* _Assigned task 1_: Edit the passage on water for chromatography: write out everything from "A few of the" down to "absorbance as possible!)" again, changing "HPLC" to "high-performance liquid chromatography".
* _Assigned task 2_: Resume the passage on water for chromatography, starting after its last sentence.

* _Extract to read_:
-*-*-

A good starting point for describing the type of water suited to liquid chromatography applications is to look at the specification for ASTM Type 1 Reagent grade water. We often exceed this requirement for chromatography applications as several unspecified items such as nitrates and other chemicals present may have a negative effect on our analysis methods.

How does the grade of water affect our chromatography? The grade specified often dictates the amount of organics, bacteria, particulate, residues and overall absorbance the water will have. For example.

(1) Organics: High levels of T.O.C. can accumulate on the particles, inside the pores, or bind to active sites on the support inside the column causing a loss of resolution or sensitivity. *Lower T.O.C. levels are desirable.

(2) Bacteria: Microorganisms can contaminate the buffer solutions used causing ghost peaks, column fouling and the release of additional foreign organic matter into the system. This can result in clogs, ghost peaks, poor reproducibility or loss of resolution and/or sensitivity. *The water should be filtered through a 0.2 micron filter before use. Refrigerate solutions for no more than 3 days to slow growth, then dispose of the solutions.

(3) UV absorbance: High background or interfering ions which absorb can raise the baseline and noise levels seen, decreasing the total dynamic range. *Again, the lowest values, esp. at 200nm, are desirable.

A few of the general requirements for HPLC grade ultrapure Type 1 water can be stated as follows:

   Resistivity :         > 18 MΩ•cm at 25.0 C
   T.O.C. :              < 5 ppb
   UV cutoff :          190nm (as low in absorbance as possible!)
   Filtered :             0.2 micron Filter

*Some suppliers will also specify residue after evaporation (usually < 2 ppm); Trace metal analysis; Optical properties at specified wavelengths and other information. If purchasing by the bottle, request a copy of the lot certification sheet for the water so you can compare the measured values to other products.

-*-*-

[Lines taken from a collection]
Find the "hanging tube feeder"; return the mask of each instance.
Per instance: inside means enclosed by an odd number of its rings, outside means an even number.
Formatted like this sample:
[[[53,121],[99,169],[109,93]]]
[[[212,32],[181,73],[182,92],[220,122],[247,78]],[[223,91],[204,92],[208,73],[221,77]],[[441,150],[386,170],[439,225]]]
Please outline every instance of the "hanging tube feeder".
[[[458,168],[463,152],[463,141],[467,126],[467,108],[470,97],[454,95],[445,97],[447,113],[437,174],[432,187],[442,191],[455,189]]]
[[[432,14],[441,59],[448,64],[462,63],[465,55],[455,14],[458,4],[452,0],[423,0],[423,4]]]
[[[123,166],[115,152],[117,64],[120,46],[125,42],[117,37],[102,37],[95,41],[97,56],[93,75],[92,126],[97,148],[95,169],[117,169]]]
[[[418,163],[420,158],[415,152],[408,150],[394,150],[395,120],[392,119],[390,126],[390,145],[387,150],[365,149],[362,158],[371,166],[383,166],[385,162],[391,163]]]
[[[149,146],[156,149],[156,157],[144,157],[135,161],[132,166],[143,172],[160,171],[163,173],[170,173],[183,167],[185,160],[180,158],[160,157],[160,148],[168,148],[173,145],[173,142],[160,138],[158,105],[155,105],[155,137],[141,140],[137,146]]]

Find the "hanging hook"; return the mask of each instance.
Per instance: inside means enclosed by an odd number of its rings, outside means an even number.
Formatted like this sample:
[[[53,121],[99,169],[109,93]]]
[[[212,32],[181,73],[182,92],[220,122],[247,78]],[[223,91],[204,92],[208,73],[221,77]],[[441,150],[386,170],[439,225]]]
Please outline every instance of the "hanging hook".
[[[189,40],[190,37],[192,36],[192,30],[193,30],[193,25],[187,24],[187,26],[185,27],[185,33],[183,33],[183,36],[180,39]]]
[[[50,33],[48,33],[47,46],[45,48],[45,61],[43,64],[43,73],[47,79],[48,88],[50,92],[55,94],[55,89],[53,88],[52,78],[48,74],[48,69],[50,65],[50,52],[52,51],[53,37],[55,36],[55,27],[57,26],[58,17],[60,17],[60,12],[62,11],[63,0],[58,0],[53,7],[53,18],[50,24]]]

-*-*-

* _Expected output 1_:
A few of the general requirements for high-performance liquid chromatography grade ultrapure Type 1 water can be stated as follows:

   Resistivity :         > 18 MΩ•cm at 25.0 C
   T.O.C. :              < 5 ppb
   UV cutoff :          190nm (as low in absorbance as possible!)

* _Expected output 2_:
Generating your own in-house, reverse osmosis (RO) ultra pure water from potable tap water is one of the best ways to insure you have high quality water for your LC methods. These systems pre-filter the water to remove large particulates then typically use UV lamps and/or multiple resin cartridges to remove the maximum amount of T.O.C.'s from the water plus many trace metals before finally filtering the water through a 0.2 micron membrane as a final polishing step. Various types of systems can be purchased, but for HPLC or LC-MS applications, it is critical that you select a system that provides ultra pure water suitable for your applications. Periodic maintenance of the filter cartridges and monitoring of the main water supply source is critical to their operation (some "tap" water sources may require pre-treatement). *"Water On Demand" systems such as these provide fresh clean water on demand so there is no need to be concerned with storage issues. A number of different vendors offer these lab grade systems for HPLC and LC/MS applications and you can contact them (e.g. Millipore/Sigma Milli-Q® brand) to determine which system will provide you with the volume and quality of water which is appropriate for your application(s).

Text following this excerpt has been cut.